Parte importante dos últimos anos das nossas vidas foram passados a ouvir Cavaco Silva falar sobre a importância da existência de consensos e de soluções governativas estáveis.
Sabemos hoje, melhor do que nunca, que este apelo estava e está carregado de um cinismo enorme. Precisamente nas semanas em que a política de consenso e a procura de uma solução governativa estável chega à esquerda portuguesa, Cavaco procura matá-la desde início, entrando em pânico e precipitando-se, mostrando, mais uma vez, não estar à altura do cargo que ocupa.
O que temos assistido nos últimos dias tem um nome, um nome que a direita abomina: DEMOCRACIA. Bem sei que a direita lida mal com a democracia e lida pior com a verdade na democracia. Procuraram jogar o jogo da eleição de um governo e de um primeiro-ministro, e procuraram impingir este jogo aos eleitores. Falharam no jogo, mas continuam a tentar impor as regras falseadas.

▶ _DADOS EXTRAÍDOS_:

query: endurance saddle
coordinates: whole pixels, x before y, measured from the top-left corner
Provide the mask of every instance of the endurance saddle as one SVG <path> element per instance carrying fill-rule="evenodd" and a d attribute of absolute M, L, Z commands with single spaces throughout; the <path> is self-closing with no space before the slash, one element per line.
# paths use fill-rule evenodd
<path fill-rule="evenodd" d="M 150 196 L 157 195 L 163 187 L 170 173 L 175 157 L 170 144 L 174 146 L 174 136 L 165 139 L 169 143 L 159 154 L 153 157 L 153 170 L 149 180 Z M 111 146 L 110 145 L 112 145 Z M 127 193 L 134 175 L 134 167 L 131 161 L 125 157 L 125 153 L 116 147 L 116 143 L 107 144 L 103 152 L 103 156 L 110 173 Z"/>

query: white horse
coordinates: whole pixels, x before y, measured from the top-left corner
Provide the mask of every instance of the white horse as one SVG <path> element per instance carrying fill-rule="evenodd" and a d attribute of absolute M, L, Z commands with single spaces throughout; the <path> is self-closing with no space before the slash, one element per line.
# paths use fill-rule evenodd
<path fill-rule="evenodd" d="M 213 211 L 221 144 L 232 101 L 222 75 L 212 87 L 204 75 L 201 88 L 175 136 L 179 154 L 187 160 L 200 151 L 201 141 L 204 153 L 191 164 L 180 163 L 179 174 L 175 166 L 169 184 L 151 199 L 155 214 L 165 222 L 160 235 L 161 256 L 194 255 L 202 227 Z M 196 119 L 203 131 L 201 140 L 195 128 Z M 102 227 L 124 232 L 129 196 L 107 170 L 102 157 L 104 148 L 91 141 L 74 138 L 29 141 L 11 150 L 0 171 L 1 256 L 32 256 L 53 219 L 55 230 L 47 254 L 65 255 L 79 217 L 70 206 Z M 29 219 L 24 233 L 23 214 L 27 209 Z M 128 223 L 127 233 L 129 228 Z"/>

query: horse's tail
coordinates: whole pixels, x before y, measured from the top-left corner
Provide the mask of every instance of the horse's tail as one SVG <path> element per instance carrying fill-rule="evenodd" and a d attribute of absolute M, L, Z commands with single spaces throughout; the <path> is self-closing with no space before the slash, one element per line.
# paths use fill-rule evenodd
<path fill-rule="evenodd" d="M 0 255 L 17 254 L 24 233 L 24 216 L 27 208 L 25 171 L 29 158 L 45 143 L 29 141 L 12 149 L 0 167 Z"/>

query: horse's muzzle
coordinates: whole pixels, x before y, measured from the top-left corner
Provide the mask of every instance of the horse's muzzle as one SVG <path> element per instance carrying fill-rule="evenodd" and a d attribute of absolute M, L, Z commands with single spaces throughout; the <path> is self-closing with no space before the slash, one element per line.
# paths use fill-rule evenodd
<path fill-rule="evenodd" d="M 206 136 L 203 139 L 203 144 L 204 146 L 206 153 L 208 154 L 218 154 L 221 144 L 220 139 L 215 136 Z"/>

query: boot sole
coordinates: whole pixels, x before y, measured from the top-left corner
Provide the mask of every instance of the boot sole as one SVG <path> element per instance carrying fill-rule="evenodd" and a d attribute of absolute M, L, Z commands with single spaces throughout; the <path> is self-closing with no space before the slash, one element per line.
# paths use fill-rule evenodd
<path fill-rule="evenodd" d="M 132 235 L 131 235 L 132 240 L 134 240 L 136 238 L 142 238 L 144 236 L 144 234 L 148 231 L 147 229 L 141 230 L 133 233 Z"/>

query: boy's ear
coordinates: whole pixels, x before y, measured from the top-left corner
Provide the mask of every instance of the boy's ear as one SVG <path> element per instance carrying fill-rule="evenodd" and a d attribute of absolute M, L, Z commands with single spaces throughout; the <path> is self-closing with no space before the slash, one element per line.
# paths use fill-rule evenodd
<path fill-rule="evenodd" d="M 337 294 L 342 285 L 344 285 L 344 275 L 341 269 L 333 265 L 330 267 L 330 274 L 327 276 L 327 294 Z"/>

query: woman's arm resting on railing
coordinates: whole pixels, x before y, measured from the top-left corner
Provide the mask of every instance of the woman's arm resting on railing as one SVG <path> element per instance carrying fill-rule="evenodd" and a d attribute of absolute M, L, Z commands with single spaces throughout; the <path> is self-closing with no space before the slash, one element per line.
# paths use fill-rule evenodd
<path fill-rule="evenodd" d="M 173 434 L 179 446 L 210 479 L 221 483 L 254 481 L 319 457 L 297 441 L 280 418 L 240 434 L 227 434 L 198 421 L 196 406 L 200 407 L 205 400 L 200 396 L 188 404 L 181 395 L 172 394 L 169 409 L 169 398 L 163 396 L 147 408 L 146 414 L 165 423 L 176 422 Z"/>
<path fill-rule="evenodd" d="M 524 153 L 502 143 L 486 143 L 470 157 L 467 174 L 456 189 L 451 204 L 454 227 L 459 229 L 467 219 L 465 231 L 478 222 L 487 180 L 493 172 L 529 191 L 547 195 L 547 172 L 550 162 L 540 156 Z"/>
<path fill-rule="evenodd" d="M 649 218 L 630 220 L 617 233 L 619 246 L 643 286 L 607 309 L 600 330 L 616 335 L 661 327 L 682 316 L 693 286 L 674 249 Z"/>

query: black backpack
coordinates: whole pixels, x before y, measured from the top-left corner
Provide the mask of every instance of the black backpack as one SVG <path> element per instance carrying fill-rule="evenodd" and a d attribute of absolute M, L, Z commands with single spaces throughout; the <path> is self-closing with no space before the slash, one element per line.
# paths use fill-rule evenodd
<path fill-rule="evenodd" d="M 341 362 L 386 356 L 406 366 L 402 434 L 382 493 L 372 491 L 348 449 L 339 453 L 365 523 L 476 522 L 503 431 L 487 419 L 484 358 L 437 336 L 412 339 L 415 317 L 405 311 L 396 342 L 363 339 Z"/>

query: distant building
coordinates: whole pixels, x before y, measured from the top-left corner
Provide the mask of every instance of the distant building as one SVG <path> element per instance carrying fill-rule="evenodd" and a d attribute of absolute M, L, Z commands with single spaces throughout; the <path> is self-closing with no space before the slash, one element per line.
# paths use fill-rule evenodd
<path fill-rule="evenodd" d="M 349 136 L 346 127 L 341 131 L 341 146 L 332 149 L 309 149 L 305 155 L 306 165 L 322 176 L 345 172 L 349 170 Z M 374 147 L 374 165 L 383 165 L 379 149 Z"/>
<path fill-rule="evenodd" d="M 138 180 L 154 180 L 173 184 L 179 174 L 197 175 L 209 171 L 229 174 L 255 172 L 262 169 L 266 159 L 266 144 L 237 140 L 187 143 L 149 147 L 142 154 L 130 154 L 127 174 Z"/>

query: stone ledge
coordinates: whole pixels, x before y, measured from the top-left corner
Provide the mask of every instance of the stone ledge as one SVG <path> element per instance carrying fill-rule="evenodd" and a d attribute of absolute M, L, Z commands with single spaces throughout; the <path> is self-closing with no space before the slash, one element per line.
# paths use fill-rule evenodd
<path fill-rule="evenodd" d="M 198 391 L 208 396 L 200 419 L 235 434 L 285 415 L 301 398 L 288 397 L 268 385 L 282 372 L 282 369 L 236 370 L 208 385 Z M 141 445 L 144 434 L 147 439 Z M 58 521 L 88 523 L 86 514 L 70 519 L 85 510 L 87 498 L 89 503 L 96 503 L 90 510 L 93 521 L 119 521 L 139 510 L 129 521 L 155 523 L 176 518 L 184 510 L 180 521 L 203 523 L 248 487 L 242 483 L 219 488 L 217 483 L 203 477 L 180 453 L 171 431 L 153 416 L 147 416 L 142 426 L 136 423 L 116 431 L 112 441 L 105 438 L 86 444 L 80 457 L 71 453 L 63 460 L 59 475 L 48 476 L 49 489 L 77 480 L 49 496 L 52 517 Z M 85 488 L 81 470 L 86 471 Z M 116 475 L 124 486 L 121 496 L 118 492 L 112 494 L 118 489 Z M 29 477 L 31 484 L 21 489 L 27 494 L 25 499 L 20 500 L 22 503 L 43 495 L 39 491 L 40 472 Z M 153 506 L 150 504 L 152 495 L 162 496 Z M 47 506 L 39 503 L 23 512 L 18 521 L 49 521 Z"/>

▶ _REQUISITOS DAS TAREFAS_:
1. De acordo com o texto sobre Cavaco Silva, sobre o que se passou grande parte dos últimos anos a ouvi-lo falar?
2. Copie do texto sobre Cavaco Silva o trecho que vai de "Sabemos hoje, melhor" até "cargo que ocupa.", inclusive.

▶ _RESPOSTAS_:
1. Sobre a importância da existência de consensos e de soluções governativas estáveis.

2.
Sabemos hoje, melhor do que nunca, que este apelo estava e está carregado de um cinismo enorme. Precisamente nas semanas em que a política de consenso e a procura de uma solução governativa estável chega à esquerda portuguesa, Cavaco procura matá-la desde início, entrando em pânico e precipitando-se, mostrando, mais uma vez, não estar à altura do cargo que ocupa.